→ **PROVIDED RECORDS**
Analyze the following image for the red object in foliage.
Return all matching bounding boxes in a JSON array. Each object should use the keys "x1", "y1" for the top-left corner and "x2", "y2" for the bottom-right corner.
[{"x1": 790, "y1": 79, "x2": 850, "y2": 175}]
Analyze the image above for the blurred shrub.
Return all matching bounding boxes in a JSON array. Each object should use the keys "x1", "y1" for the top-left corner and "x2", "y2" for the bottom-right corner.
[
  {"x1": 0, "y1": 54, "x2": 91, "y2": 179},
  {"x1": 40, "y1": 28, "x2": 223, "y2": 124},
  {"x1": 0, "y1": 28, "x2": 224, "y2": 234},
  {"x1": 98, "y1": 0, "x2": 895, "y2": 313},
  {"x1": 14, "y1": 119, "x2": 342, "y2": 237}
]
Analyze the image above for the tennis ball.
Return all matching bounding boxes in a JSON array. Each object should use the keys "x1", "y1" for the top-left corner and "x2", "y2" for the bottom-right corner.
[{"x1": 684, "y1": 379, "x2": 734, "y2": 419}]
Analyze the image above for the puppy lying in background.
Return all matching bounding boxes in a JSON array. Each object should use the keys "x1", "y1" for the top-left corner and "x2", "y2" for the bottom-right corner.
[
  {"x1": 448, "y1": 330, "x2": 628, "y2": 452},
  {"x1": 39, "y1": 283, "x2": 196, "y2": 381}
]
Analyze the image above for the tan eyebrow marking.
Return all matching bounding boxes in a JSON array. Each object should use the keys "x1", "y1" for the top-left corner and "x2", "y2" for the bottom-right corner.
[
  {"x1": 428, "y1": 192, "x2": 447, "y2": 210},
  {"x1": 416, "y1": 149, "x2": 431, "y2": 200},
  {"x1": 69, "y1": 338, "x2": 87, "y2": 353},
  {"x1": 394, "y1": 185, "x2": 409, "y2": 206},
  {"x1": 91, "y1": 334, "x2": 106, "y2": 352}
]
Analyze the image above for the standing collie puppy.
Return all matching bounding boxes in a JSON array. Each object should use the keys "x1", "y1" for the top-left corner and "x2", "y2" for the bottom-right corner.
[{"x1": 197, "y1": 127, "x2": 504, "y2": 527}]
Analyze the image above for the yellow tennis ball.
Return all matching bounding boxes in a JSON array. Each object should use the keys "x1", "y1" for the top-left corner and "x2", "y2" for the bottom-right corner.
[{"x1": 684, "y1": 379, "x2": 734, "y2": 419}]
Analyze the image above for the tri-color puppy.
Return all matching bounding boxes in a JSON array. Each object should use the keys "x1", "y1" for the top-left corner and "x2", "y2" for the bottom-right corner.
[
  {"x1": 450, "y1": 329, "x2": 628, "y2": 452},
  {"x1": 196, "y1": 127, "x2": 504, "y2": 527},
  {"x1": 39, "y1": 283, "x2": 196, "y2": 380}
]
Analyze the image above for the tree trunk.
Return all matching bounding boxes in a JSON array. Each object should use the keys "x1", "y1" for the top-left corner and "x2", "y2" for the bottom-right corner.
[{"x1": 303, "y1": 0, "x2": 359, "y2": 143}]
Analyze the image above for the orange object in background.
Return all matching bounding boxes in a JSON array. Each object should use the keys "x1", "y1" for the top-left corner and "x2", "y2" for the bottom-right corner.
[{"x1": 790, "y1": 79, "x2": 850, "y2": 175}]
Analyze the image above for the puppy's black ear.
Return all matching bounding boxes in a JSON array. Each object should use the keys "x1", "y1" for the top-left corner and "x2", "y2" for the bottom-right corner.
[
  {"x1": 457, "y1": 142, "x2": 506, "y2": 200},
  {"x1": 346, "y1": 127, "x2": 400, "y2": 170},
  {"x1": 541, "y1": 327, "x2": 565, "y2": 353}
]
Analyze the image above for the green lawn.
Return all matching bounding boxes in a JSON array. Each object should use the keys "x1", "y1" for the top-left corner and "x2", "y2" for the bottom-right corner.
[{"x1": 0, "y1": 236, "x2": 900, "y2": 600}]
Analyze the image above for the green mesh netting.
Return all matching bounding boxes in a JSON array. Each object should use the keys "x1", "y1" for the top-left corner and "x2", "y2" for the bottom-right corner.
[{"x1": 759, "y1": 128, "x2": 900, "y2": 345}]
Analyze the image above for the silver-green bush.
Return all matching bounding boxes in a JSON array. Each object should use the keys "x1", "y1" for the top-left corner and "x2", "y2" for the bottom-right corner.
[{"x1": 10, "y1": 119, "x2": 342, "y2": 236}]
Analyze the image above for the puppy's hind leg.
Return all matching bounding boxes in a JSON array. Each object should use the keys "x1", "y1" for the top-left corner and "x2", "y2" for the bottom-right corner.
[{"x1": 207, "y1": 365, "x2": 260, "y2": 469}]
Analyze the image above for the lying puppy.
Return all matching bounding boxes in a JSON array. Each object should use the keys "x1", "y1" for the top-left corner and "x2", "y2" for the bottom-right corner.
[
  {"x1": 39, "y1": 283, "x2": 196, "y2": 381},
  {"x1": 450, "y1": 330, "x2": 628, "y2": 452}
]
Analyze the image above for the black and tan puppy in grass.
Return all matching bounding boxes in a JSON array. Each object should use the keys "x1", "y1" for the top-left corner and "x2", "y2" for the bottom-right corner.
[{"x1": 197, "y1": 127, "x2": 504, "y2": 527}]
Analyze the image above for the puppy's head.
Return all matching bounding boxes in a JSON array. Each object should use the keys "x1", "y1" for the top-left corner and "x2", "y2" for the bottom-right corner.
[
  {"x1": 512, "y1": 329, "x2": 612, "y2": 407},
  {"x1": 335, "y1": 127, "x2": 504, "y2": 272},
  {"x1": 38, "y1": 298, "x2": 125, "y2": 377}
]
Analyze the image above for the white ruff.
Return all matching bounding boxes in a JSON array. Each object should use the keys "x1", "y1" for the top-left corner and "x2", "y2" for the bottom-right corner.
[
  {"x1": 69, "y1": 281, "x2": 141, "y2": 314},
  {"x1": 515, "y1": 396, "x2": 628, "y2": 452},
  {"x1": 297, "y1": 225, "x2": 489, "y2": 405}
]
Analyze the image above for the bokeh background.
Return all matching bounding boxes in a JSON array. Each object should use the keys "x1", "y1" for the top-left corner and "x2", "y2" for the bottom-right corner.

→ **AIM OF THE TASK**
Count the lines in the entries above that contain the string "green", matching case exactly. Give only the number.

→ **PROBLEM SOLUTION**
3